* Written exercise: Rewrite the data from the line with "blue shorts. Report pixel corners as JSON arrays." through the end of the records, replacing "navy blue" with "dark blue" and leaving everything else unchanged.

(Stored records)
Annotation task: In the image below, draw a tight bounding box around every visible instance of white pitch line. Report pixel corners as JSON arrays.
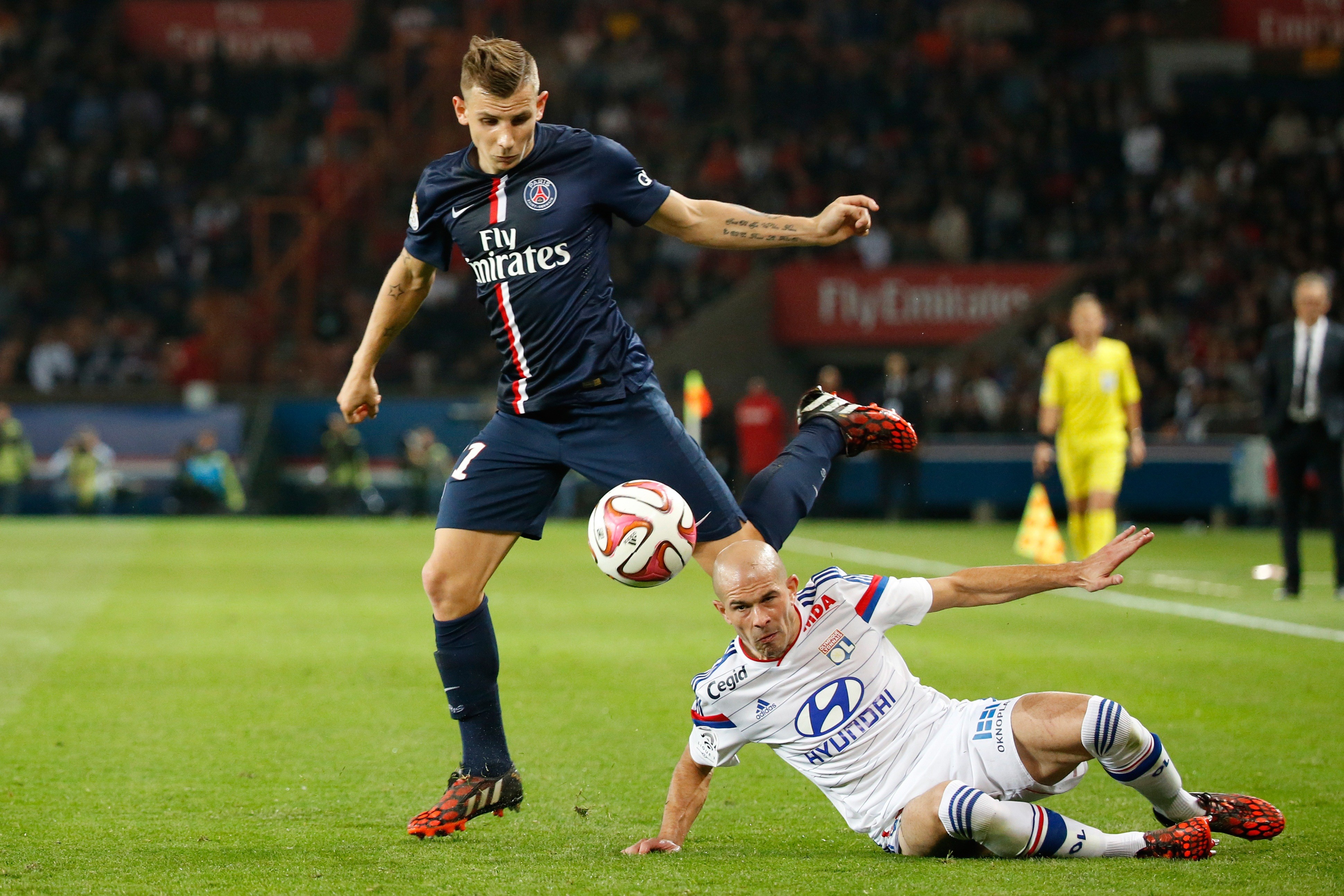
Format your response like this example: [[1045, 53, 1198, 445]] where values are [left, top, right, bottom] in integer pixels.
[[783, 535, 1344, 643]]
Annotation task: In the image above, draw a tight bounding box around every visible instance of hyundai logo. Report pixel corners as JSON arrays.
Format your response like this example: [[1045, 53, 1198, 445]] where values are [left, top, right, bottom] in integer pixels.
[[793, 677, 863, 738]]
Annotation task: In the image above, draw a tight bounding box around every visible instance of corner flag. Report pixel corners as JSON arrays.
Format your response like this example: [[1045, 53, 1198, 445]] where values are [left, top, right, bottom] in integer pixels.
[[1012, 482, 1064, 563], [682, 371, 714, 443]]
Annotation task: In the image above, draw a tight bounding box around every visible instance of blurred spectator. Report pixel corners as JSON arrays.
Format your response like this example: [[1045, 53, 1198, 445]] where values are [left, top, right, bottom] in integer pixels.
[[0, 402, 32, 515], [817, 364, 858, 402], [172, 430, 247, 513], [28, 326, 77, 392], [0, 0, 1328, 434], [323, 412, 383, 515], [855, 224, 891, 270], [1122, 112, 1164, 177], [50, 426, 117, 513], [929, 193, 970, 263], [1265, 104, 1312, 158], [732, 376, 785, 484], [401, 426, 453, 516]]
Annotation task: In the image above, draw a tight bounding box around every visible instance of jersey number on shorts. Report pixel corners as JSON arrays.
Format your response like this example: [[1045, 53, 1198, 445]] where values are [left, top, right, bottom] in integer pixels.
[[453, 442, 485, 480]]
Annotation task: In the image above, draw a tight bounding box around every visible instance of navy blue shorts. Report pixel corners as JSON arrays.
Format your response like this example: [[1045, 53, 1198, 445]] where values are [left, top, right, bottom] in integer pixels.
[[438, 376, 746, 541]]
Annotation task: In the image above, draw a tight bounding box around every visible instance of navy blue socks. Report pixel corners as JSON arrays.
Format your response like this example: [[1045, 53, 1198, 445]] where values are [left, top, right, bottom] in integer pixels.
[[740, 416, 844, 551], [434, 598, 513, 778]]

* Result of the task:
Annotation task: In the image above, draw a tight bounding box around every visible instance of dark blue shorts. Report pixel corners as JSON arrays.
Format your response like this example: [[1045, 53, 1198, 445]] where values are [left, top, right, bottom] in integer pixels.
[[438, 376, 746, 541]]
Annotation task: In the image above, draw a tight bounding box around every visible instance of dark blue socks. Report pixel corners as JSON arrays.
Format your response like this example: [[1045, 53, 1198, 445]] where values are [left, top, right, bottom] in integer pixels.
[[740, 416, 844, 551], [434, 598, 513, 778]]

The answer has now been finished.